/---

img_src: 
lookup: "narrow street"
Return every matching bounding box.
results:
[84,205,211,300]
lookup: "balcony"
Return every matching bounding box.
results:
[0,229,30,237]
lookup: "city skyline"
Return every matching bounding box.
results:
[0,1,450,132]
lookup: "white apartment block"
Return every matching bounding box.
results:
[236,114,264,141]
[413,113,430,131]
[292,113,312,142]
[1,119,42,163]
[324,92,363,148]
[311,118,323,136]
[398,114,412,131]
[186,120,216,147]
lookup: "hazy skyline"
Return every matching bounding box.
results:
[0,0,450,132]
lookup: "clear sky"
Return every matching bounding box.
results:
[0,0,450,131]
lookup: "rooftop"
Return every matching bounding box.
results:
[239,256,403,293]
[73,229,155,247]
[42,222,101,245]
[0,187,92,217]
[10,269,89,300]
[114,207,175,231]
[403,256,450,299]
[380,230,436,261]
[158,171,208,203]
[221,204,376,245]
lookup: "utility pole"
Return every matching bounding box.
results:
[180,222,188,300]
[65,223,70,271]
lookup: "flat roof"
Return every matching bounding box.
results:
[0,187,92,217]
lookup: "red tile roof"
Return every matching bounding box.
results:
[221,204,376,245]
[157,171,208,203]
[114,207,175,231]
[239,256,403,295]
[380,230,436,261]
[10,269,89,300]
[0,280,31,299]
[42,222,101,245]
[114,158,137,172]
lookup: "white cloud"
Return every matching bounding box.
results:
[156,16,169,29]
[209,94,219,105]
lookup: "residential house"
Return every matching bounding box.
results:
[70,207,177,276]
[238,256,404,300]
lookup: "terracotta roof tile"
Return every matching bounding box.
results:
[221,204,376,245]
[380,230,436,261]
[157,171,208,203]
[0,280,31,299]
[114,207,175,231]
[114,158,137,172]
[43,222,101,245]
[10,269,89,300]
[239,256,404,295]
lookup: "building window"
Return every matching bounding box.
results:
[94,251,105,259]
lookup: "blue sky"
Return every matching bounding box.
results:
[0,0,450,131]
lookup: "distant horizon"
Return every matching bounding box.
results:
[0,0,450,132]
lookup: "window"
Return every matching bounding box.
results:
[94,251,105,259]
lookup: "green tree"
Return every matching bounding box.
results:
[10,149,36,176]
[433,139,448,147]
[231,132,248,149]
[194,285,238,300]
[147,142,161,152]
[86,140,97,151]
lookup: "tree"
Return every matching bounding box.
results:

\---

**PROBLEM:** Reproduce all of the items above word for word, from the first line to the last.

**FULL SOLUTION:**
img_src: 
lookup: "narrow street"
Return every matching bounding box.
results:
[84,205,211,300]
lookup: "balcony"
Return every matching bounding box.
results:
[0,229,30,237]
lookup: "city skyline"
Return every matching bounding box.
results:
[0,1,450,132]
lookup: "white apartment block"
Return every matching bounding box.
results:
[236,114,264,141]
[413,113,430,131]
[292,113,312,142]
[1,119,42,163]
[324,92,363,148]
[311,118,323,136]
[398,114,412,131]
[186,120,216,147]
lookup: "hazy skyline"
Return every matching bounding box.
results:
[0,0,450,132]
lookup: "clear sky"
Return every matching bounding box.
results:
[0,0,450,131]
lookup: "rooftop"
Return every matching bounding box.
results:
[239,256,403,293]
[73,229,155,247]
[42,222,101,245]
[0,187,92,217]
[10,269,89,300]
[114,207,175,231]
[403,256,450,299]
[380,230,436,261]
[158,171,208,203]
[221,204,376,245]
lookup: "utility pole"
Return every matching bounding box.
results:
[180,222,188,300]
[65,223,70,271]
lookup: "flat roof"
Return every matching bounding box.
results:
[0,187,92,217]
lookup: "red tile roof"
Return every matching bounding box.
results:
[221,204,376,245]
[157,171,208,203]
[114,207,175,231]
[239,256,403,295]
[380,230,436,261]
[10,269,89,300]
[0,280,31,299]
[42,222,101,245]
[114,158,137,172]
lookup: "white cloud"
Return every matching bounding box.
results:
[156,16,169,29]
[209,94,219,105]
lookup: "residential house"
Return every matching bounding box.
results:
[70,207,177,276]
[238,256,404,300]
lookup: "terracotta roof tile"
Return every matching bounding box.
results:
[221,204,376,245]
[380,230,436,261]
[157,171,208,203]
[0,280,31,299]
[114,207,175,231]
[114,158,137,172]
[43,222,101,245]
[10,269,89,300]
[239,256,404,295]
lookup: "building window"
Return every matching bounding box.
results:
[94,251,105,259]
lookup: "blue sky"
Return every matching bounding box.
results:
[0,0,450,131]
lookup: "distant horizon"
Return every matching bounding box.
results:
[0,0,450,132]
lookup: "window"
Return every matching bounding box.
results:
[94,251,105,259]
lookup: "green tree"
Return every matching bounding box.
results:
[10,149,36,176]
[433,139,448,147]
[231,132,248,149]
[194,285,238,300]
[147,142,161,152]
[86,140,97,151]
lookup: "tree"
Return every matching bounding box.
results:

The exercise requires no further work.